→ Excerpt provided:
** Begin **
Ms Ng Gaik Sim, 41, who went by the name Coco, was seen coming out of her room at the brothel in Little India after occupants heard her door slam loudly.

When a fellow prostitute asked what had happened, Ms Ng said in Cantonese that someone had stabbed her. She then collapsed on the floor, bleeding.

A pimple-scarred man in his 30s with short, slightly curly hair and a dark complexion was seen running away.

The man, who left behind a jockey cap in Ms Ng’s room, could have targeted her.

Four prostitutes who had rooms in the same three-storey shophouse as Ms Ng heard her door slam at about 7pm on Oct 25, 2008.

The court heard that she would close and latch her room door whenever she was with a customer.

An inquiry into her death went before the coroner’s court yesterday as there has been no arrest to date.

Inspector Alvin Phua from the Criminal Investigation Department’s Special Investigation Section said in his report that Ms Ng, a divorcee, travelled to and from her home in Malaysia to Singapore daily.

She had been renting a room at the Flanders Square brothel to service customers since 2006.
** End **
(Stored items)
** Begin **
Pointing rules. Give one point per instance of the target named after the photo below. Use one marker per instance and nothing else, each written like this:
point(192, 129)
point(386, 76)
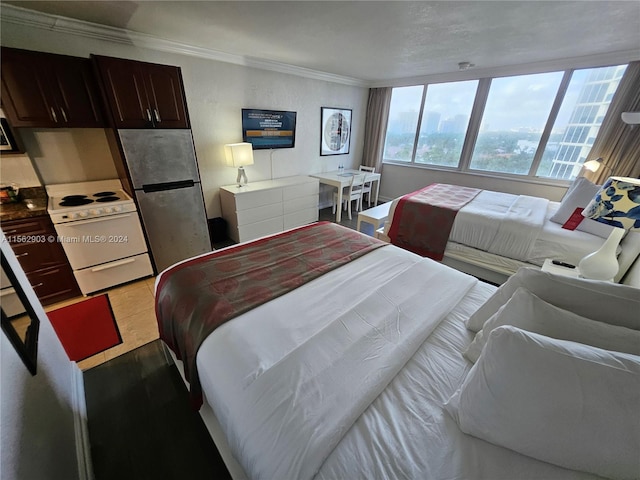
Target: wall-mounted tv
point(266, 129)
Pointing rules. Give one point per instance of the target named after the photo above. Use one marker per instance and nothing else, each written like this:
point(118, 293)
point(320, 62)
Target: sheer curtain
point(618, 143)
point(375, 128)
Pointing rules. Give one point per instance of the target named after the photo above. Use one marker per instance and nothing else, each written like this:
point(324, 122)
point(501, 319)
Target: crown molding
point(588, 61)
point(55, 23)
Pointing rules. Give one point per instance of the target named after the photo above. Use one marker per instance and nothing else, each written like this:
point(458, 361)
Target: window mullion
point(418, 127)
point(474, 123)
point(555, 109)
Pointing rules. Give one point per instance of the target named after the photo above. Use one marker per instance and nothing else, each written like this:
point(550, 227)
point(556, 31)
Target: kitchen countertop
point(33, 203)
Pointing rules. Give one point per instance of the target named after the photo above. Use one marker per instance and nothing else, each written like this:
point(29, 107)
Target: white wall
point(37, 412)
point(216, 92)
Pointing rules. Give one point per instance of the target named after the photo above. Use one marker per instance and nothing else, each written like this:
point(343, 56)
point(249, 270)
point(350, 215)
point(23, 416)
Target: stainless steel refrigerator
point(164, 172)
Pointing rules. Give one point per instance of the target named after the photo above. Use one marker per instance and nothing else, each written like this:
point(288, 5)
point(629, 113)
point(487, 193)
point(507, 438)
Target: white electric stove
point(98, 226)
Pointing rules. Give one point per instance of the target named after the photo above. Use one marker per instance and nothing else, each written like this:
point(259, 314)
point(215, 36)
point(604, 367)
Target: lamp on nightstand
point(616, 204)
point(239, 155)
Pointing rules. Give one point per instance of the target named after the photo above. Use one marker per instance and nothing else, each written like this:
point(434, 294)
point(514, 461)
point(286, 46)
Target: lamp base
point(603, 263)
point(241, 179)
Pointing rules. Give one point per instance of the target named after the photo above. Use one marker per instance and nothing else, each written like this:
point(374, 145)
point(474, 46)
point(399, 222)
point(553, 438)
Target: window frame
point(475, 120)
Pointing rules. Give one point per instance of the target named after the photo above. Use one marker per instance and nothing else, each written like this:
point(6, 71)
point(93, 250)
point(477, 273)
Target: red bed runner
point(423, 219)
point(197, 296)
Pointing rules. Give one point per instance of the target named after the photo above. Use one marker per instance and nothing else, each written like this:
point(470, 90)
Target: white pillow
point(526, 311)
point(602, 301)
point(579, 194)
point(560, 402)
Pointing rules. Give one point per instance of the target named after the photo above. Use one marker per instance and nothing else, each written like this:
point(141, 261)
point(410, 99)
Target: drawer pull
point(113, 265)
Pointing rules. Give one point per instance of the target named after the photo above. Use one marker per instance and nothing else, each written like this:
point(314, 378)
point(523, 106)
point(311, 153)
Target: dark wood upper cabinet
point(143, 95)
point(47, 90)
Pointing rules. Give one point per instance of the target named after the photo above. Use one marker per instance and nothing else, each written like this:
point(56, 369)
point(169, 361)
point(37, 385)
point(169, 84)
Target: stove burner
point(75, 202)
point(74, 197)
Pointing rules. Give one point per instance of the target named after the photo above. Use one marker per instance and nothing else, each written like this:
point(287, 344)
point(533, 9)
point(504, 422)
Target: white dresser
point(270, 206)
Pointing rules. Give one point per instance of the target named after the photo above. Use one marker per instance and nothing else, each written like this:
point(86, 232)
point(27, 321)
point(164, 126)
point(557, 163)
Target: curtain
point(618, 143)
point(375, 128)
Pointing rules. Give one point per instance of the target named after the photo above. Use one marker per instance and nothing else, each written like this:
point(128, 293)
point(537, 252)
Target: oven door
point(99, 240)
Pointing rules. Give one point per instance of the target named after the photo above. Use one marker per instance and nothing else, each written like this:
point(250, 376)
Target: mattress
point(403, 431)
point(475, 228)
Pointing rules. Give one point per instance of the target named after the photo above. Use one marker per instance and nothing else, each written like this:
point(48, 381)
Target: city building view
point(429, 124)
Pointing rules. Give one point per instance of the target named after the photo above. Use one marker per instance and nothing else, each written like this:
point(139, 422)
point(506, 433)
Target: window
point(403, 123)
point(445, 119)
point(583, 108)
point(539, 125)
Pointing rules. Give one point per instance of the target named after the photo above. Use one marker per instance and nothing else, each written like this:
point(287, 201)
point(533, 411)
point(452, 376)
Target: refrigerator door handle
point(158, 187)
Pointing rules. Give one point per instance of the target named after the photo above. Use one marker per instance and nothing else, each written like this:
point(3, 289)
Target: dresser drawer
point(301, 190)
point(259, 229)
point(249, 200)
point(302, 203)
point(301, 217)
point(258, 214)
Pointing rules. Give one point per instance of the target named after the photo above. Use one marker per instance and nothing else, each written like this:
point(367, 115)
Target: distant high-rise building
point(586, 118)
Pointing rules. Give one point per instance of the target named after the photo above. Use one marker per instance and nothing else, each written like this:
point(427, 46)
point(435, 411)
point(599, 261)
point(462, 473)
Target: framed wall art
point(335, 133)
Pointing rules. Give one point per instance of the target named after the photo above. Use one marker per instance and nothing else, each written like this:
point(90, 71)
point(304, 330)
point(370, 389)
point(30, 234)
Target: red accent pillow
point(574, 220)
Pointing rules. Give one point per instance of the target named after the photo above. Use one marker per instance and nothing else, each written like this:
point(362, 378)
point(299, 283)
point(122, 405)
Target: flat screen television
point(266, 129)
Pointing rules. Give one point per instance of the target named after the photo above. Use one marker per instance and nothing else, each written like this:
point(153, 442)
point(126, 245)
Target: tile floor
point(133, 308)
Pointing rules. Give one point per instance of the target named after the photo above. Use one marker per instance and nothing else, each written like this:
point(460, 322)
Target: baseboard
point(83, 445)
** End **
→ Exercise requirements:
Using the news excerpt about Ms Ng's death, explain in one to three sentences why the inquiry into her death went before the coroner's court.

→ Right answer:
The inquiry went before the coroner's court because no arrest had been made to date.